DOCUMENT EXTRACT
The one thing I found disappointing was the quality of the work, as a production: behind the yellow plastic, we can clearly distinguish the signs...
The work stayed on for two weeks. By week two, some storekeepers simply couldn't resist it:
Bad? Well, many other people couldn't resist either:

The idea also reminds me of the numerous artistic endeavors with burning money (starting with Klein's performances at the bank of the Seine river in 1962, I believe). This time, it is erasing, bleaching the print. The one thing that seems to make it quite different from the oldendays is that Delete!, just as Christo's works, is temporary. Which, of course, is good. And bad.
More pictures od Delete! here and a great Quicktime VR (360º).

4 comments:

Hans said...

I do not get the cited "angry" commenter. That ads had been important for Graffity and Popart, doesnt has to mean that those ads must be forever hanging in our environment. Nobody gets asked, thats the point, the industrie claims my brain and my senses with their mostly really bad designed and notjoky joky (fuck that sort of jokes) ads. Its really rare, that I see a good billboard f.e. in Berlin, and even then I am disturbed of that. Town politics thinks so far today in Berlin, to cut roads smaller, because towns are urban area not only for cars and drivers. But when will they start to think about brainwashing billboards. I really would appriciate to live in a wrapped town like Vienna at the time of the project. It gives the senses freedom for something creative. For that, such a project is important, I can even live with with the "bad" quality of the yellow plastic, that it is just shiny covered, and maybe that was intented by the artists.

Joris Landman said...

I don't really see the difference between, say, religious imagery in old churches and commercial images in the streets.
Commercial images aren't bad at all in my view - they testify of subjects that are important to our society.
They reflect important ideas in a similar way that religious murals do, they even take a similar place in public space.
Now, I'm from Amsterdam which is filled to the brim with old stuff, maybe that makes a difference to, for example, being from the US.
To me the picture shows something that's missing, rather than something that shouldn't be there.

WRITTEN TASKS
A - Reproduce the passage of the text on the Delete! art project starting at "I don't really" and ending at "to our society.".
B - Extend the text on the Delete! art project by writing what comes after its final sentence.

A series of records:
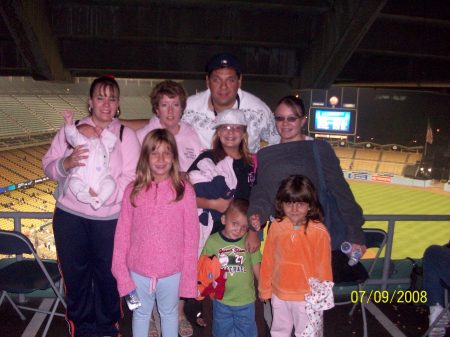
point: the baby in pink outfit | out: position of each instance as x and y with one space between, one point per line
95 175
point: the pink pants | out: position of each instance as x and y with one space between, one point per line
286 315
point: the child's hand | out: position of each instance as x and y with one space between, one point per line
88 131
68 116
255 222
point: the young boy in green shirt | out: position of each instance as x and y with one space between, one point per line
236 311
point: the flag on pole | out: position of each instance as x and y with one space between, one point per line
429 136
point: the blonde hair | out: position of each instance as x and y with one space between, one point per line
144 175
219 152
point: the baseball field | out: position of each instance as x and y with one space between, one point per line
411 238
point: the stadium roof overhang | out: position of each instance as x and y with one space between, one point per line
307 44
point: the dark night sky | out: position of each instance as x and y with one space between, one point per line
397 116
392 116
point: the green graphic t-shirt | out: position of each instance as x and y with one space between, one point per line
240 286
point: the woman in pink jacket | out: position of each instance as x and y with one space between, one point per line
156 241
84 236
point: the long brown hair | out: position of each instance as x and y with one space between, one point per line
144 175
298 188
104 82
219 152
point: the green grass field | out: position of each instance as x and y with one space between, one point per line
411 238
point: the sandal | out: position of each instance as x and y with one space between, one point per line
185 328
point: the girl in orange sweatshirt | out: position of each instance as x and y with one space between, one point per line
297 261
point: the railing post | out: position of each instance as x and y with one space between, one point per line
388 254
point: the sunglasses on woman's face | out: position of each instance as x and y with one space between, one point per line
290 119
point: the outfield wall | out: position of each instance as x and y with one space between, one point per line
386 178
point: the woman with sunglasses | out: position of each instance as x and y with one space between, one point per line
294 155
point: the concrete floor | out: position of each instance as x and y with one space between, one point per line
399 320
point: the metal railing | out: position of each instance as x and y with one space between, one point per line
391 220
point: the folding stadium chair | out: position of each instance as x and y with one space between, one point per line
446 311
22 275
375 238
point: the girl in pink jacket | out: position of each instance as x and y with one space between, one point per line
156 240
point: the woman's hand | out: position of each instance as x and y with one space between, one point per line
363 248
92 192
221 205
76 157
252 241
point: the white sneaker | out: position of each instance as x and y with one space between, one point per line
439 329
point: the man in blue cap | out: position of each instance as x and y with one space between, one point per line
223 80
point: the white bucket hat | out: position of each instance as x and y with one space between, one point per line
230 116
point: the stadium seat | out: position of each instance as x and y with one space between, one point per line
446 311
375 238
22 275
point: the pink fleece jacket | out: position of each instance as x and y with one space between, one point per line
122 164
157 238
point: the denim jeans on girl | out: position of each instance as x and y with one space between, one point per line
166 294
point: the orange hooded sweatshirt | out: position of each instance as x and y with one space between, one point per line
291 257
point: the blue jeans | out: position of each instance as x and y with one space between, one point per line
436 273
166 294
234 321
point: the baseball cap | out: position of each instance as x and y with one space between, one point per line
230 116
223 60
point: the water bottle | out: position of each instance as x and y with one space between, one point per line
354 255
132 300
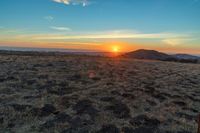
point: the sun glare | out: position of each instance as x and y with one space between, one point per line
115 49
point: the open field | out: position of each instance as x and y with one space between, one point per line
81 94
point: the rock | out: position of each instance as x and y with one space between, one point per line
109 129
143 120
119 109
47 110
85 107
62 117
20 108
107 99
127 130
144 130
180 103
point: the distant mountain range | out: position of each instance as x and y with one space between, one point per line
155 55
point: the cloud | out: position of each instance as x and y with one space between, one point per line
73 2
175 41
49 18
111 35
60 28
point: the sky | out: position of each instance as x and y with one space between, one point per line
102 25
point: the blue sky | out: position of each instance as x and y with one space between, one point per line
162 24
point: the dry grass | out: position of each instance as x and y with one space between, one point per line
94 94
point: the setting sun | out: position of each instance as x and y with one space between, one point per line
115 49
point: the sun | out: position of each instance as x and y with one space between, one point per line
115 49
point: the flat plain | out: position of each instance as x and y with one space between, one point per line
81 94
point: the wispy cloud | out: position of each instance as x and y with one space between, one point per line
176 41
49 18
73 2
112 36
60 28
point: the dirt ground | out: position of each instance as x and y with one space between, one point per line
82 94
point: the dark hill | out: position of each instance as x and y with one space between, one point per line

TASK RESPONSES
A -
I don't really see the difference between, say, religious imagery in old churches and commercial images in the streets.
Commercial images aren't bad at all in my view - they testify of subjects that are important to our society.

B -
And by the way, I really enjoy those 15 metre high billboards, if only for their scale.

I always get annoyed when people talk about commercial processes as if they take place without them, or about multinationals as some kind of abstract evil "other" that is trying to "brainwash" them.
The idea of a city without commercials seems naive and straight out of a commercial.

Hans said...

I think you are brainwashed already, as I am free to go in a church or museum, but I have to cross the street anyway for basic needs, I do not want to see that faked information about products anymore, because I easily can find something better or cheaper via a search engine. Then I get the ads, but can switch out whenever I want. Whats the hype about buying your 27th pairs of Jeans, do you need for that brainwash 999 others of us ? A city with commercials, I say you what it is: Out of time- you dont make really money anymore out of this ads, because they're not influencing for a buy anymore. This is advertisement for historians or sentimental folks like you. Finish is finish, only the Marketing guys didnt get it yet. Search for some new channels and crack those fucking billboards down !

Joris Landman said...

That's a surprising plot twist!
I thought you were preparing your case against commercials in general, but I understand that you're saying that companies should use more contemporary means to advertise themselves.

I agree.
I also think that contemporary architects should replace these horribly oldfashioned buildings in Vienna. They are blocking my view of the future!